[BEGIN Extracted entries]
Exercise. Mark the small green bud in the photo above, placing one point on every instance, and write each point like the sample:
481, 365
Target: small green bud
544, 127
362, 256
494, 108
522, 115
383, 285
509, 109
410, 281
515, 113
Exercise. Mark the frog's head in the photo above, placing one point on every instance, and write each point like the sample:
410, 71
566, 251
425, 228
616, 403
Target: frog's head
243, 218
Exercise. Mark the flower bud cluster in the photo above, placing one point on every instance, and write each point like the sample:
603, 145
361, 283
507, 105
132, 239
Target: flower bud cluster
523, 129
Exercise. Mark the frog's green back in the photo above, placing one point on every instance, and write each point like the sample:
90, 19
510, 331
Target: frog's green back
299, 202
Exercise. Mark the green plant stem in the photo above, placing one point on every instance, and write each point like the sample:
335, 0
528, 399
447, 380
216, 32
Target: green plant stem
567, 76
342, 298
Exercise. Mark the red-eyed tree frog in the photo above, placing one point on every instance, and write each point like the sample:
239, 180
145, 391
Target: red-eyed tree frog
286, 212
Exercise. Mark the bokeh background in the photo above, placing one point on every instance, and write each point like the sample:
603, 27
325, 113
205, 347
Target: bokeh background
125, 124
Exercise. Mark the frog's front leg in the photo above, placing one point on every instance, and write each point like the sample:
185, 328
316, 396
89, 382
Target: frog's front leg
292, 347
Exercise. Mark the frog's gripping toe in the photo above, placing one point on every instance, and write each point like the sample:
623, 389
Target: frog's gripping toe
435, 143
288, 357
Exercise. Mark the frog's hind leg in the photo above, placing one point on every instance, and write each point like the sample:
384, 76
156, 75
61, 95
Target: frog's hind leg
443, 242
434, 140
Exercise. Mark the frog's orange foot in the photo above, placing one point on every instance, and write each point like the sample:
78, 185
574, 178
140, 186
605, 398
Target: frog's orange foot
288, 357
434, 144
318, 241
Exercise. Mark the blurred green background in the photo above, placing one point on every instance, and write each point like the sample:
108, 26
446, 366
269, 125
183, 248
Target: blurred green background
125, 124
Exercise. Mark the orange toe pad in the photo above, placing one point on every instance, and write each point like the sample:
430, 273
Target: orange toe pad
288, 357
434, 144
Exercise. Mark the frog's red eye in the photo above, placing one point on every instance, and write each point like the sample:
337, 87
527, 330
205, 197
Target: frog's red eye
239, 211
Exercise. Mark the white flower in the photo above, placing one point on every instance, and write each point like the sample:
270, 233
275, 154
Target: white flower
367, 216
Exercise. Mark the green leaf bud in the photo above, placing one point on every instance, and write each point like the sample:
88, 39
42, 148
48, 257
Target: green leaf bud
[END Extracted entries]
- **The problem**:
Copy the records above exactly as they appear.

- **Exercise answer**:
Exercise. Mark the small green bud in the photo above, placing one point on every instance, and write each point like the sample:
481, 365
Target: small green bud
544, 127
362, 256
494, 108
522, 115
383, 285
509, 109
410, 281
515, 113
Exercise. Mark the frog's head in the photo above, placing one point on every instance, and write each point like the sample:
410, 71
566, 251
425, 228
616, 403
Target: frog's head
243, 218
Exercise. Mark the flower bud cluster in the photo above, placing one point on every instance, and write each point like the sample:
603, 145
361, 283
507, 105
132, 239
Target: flower bud cluster
523, 129
Exercise. Mark the frog's green back in the photo above, placing one point on every instance, and write each point like the sample:
90, 19
510, 331
Target: frog's green back
299, 202
Exercise. Mark the green plant stem in the photo above, placing one point on every instance, and write each point like the sample:
335, 0
528, 399
447, 380
216, 32
Target: green plant stem
567, 76
342, 298
Exercise. Mark the red-eyed tree frog in the photo above, placing one point on every instance, and write each point like the sample:
239, 180
145, 391
Target: red-eyed tree frog
286, 212
Exercise. Mark the bokeh background in the photo above, placing one point on every instance, and write each point like the sample:
603, 27
325, 113
205, 347
Target: bokeh background
125, 124
Exercise. Mark the frog's front leg in the photo above, placing one point on every instance, and write each point like the sample:
185, 328
316, 396
89, 382
Target: frog's front leg
292, 347
Exercise. Mark the frog's gripping toe in the photo above, placing one point on every instance, and write each point like the sample:
623, 389
Target: frog's gripping toe
435, 143
288, 357
Exercise. Mark the frog's hind leg in the photo above, placing one point on every instance, and write each point like the sample:
384, 76
156, 75
61, 95
Target: frog's hind leg
443, 242
434, 140
Exercise. Mark the frog's orange foot in the photo above, placing one point on every instance, and write each point like the sample:
78, 185
574, 178
140, 186
605, 398
Target: frog's orange foot
288, 357
434, 144
318, 241
Exercise. Mark the blurred green background in the photo above, placing one point on every instance, and write each point like the sample:
108, 26
446, 366
269, 125
183, 248
Target: blurred green background
125, 124
Exercise. Mark the orange toe pad in the photo above, placing one point on every instance, and write each point like the sample:
430, 273
Target: orange toe pad
288, 357
434, 144
Exercise. Mark the frog's red eye in the photo above, placing one point on every instance, and write each point like the sample:
337, 87
527, 330
205, 197
Target: frog's red eye
239, 211
Exercise. Mark the white flower in the photo above, placing one point on every instance, and write each point like the sample:
270, 233
275, 154
Target: white flower
367, 216
Exercise. Mark the green leaf bud in the photo above, placing one point on every instance, and write each point like the sample:
88, 39
42, 148
48, 257
Target: green leaf bud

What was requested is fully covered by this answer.